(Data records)
* Begin *
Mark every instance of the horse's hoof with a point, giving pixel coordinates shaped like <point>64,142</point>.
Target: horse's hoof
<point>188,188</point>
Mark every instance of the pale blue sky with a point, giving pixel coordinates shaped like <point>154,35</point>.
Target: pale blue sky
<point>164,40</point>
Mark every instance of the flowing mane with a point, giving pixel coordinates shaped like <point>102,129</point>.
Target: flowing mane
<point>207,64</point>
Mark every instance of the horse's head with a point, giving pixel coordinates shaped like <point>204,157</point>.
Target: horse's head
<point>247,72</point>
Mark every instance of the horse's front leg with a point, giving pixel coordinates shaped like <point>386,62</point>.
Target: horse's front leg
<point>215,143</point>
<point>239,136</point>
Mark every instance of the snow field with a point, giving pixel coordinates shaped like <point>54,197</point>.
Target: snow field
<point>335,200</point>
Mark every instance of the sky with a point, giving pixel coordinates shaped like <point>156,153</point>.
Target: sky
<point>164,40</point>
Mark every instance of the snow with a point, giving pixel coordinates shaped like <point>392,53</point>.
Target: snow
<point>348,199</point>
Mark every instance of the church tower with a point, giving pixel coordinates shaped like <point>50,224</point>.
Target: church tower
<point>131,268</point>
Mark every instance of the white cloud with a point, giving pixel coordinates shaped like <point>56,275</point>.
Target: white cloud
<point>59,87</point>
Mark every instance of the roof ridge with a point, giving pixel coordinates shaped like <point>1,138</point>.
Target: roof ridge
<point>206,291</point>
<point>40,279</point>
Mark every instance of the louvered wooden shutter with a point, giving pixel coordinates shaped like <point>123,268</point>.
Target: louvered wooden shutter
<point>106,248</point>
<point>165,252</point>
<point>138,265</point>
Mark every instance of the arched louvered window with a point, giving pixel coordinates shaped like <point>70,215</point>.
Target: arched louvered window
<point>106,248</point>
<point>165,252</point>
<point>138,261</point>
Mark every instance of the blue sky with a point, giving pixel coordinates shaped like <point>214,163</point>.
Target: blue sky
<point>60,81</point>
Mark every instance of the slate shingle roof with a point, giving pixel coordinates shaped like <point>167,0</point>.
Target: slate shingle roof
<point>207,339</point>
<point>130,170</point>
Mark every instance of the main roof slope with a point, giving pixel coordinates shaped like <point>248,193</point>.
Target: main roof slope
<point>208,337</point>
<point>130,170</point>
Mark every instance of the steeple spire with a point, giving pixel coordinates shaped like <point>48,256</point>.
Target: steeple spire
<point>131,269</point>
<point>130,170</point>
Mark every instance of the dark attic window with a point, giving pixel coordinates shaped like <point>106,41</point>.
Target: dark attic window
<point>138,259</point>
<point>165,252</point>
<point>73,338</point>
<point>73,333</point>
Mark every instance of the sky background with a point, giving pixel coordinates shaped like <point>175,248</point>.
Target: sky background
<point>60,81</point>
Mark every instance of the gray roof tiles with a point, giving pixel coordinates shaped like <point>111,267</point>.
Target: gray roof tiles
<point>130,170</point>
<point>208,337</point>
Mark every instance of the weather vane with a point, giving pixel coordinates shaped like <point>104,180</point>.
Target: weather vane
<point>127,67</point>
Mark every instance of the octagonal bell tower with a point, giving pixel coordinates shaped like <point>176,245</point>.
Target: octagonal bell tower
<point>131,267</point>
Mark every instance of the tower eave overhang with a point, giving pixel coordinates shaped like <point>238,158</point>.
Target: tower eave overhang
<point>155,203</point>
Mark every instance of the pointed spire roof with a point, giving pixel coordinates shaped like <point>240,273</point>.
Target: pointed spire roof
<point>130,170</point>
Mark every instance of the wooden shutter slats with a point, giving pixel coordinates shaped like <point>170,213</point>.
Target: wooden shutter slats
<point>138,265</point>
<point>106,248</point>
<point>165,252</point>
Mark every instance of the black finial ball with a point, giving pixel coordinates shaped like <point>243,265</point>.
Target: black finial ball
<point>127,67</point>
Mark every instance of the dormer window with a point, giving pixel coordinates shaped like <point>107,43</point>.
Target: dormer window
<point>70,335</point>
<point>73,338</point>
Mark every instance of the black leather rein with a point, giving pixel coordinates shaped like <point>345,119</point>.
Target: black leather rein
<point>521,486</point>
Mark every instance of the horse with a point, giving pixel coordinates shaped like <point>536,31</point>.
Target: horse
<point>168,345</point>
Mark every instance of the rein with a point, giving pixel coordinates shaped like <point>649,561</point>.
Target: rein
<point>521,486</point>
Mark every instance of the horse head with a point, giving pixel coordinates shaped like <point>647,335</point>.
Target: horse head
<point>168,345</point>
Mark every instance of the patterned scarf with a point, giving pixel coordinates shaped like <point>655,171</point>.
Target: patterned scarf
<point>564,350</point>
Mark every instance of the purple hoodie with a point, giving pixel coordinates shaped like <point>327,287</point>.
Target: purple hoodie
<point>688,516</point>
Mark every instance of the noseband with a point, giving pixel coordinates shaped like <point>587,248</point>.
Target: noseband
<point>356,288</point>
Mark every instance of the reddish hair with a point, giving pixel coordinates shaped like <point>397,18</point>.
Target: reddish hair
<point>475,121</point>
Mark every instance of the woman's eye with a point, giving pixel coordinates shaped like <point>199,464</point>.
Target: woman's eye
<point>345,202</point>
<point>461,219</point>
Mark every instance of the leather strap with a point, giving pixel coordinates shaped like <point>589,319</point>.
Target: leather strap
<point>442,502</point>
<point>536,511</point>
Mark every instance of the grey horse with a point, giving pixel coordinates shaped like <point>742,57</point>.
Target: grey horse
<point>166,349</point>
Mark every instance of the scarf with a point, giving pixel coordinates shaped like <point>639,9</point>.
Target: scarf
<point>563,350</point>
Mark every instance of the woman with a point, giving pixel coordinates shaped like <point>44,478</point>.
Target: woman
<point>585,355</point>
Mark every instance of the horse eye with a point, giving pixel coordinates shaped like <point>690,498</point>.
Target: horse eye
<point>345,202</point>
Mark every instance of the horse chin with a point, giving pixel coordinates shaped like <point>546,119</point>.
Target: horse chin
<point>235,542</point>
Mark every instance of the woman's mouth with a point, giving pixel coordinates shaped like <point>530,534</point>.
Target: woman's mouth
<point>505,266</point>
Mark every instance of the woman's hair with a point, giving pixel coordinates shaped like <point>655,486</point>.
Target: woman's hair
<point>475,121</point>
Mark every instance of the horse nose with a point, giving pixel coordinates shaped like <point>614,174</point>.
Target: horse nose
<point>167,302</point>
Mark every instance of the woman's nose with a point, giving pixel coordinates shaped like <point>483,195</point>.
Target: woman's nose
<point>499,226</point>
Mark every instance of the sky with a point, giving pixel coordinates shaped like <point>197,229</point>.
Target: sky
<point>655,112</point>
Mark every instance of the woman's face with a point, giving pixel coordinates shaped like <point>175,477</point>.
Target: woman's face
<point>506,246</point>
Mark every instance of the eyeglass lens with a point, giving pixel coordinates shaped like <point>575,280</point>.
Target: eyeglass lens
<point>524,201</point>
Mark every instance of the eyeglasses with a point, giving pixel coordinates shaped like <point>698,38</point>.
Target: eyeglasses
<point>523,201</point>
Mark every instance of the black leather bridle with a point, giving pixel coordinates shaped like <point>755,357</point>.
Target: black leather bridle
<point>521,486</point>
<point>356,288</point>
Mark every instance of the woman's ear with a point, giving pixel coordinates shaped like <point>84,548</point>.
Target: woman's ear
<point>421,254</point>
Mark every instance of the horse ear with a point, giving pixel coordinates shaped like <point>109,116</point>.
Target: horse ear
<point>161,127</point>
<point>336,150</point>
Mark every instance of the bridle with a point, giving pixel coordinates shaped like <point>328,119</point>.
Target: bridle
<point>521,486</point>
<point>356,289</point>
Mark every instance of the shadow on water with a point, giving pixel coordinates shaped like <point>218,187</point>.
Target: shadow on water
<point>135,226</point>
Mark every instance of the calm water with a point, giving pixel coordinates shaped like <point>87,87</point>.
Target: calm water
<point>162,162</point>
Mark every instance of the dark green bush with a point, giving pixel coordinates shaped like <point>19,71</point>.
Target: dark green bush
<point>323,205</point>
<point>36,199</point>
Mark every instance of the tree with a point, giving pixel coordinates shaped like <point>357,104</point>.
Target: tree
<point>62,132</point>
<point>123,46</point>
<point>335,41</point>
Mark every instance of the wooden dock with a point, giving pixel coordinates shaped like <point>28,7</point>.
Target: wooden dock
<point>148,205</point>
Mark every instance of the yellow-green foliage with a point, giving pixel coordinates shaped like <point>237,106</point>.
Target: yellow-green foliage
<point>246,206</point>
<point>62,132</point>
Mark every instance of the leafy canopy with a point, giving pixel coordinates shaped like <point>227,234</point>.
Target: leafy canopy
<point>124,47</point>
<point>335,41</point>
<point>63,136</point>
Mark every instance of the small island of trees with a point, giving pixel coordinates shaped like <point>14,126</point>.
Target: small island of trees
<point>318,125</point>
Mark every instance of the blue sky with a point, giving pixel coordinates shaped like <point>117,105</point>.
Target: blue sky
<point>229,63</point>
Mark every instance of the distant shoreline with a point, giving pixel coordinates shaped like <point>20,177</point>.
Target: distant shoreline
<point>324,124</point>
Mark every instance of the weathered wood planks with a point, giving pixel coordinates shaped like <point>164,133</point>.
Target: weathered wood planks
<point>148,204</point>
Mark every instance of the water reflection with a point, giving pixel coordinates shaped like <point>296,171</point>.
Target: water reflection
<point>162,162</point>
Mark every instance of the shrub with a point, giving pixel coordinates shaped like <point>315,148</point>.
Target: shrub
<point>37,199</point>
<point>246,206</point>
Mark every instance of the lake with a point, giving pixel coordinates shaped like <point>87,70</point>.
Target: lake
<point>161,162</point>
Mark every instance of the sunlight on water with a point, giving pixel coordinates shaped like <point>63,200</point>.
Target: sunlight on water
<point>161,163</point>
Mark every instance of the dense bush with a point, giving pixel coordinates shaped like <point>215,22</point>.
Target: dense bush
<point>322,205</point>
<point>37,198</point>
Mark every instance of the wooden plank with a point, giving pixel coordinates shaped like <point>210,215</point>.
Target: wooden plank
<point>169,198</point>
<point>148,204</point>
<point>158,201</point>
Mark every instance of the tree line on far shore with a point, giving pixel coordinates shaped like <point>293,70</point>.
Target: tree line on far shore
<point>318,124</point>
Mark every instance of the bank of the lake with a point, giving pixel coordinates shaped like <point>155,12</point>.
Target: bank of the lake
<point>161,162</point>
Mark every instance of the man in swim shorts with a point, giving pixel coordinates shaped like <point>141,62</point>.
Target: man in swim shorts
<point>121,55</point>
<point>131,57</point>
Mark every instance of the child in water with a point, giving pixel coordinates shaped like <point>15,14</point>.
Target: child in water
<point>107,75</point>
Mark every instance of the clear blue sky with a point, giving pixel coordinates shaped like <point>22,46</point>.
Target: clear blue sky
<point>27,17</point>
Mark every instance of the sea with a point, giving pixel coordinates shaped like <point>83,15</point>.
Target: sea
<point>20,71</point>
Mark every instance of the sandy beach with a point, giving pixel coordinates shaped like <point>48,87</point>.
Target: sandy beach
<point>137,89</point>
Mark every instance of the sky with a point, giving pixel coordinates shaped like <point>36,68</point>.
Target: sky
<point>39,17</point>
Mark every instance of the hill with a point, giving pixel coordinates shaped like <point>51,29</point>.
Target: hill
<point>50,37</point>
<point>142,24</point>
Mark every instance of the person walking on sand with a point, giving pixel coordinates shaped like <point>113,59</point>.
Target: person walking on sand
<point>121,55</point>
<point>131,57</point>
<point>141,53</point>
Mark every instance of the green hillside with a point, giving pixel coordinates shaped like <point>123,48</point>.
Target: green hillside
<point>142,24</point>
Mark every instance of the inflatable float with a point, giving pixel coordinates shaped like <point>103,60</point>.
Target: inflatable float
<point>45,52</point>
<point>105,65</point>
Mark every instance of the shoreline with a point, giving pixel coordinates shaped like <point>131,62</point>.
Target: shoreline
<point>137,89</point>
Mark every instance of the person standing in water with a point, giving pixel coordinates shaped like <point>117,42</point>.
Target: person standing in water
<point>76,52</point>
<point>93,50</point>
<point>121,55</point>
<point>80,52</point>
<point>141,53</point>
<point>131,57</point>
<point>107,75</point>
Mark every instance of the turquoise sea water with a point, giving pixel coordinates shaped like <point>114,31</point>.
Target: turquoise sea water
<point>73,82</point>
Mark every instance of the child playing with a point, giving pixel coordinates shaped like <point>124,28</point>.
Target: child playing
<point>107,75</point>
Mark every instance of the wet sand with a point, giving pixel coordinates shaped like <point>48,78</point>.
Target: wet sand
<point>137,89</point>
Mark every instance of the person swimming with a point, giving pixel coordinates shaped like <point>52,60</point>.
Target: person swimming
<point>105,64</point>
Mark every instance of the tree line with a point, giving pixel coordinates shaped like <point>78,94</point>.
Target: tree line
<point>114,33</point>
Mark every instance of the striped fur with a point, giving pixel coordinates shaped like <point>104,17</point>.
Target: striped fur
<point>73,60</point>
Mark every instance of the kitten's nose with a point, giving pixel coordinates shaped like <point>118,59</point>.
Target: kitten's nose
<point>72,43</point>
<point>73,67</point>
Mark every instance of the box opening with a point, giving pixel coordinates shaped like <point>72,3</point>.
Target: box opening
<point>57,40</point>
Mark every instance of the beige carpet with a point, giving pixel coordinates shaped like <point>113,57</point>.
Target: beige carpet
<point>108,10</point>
* End *
Reproduce the entries from the start through the line containing "<point>59,87</point>", inclusive, with the requests left intact. Multiply each answer point coordinate by 1.65 and round to the nearest whole number with halves rounded up, leaving the sample coordinates inside the requests unchanged.

Mark every instance of the horse's hoof with a point, giving pixel coordinates shaped like <point>64,142</point>.
Target: horse's hoof
<point>310,310</point>
Mark every instance of the pale blue sky with a point, giving pixel coordinates shaped like <point>154,35</point>.
Target: pale blue sky
<point>271,66</point>
Mark every instance of the flowing mane with a point, giving pixel coordinates shaped like <point>102,129</point>.
Target: flowing mane
<point>342,106</point>
Mark every instance of the horse's head with a point, giving pixel coordinates shaped like <point>204,157</point>.
Target: horse's head
<point>408,119</point>
Mark every instance of the horse's front leg with a point, giving pixel coordinates shaped like <point>386,62</point>.
Target: horse's front leg
<point>355,236</point>
<point>394,224</point>
Mark every instance of the snow field with a point, giving pixel coordinates shaped like <point>54,197</point>.
Target: snow field
<point>553,330</point>
Mark every instance of the sky with a point, giving pixel coordinates shaped like <point>156,153</point>.
Target: sky
<point>271,66</point>
Mark every instance of the snow with a point, giving pixel coordinates shaped like <point>392,53</point>.
Target: snow
<point>574,328</point>
Mark every instance of the church tower with a point, giving pixel coordinates shaped like <point>50,224</point>.
Target: church tower
<point>216,442</point>
Mark every instance of the white cloud with a point, giving pixel coordinates shaped like <point>56,275</point>.
Target: white cloud
<point>97,144</point>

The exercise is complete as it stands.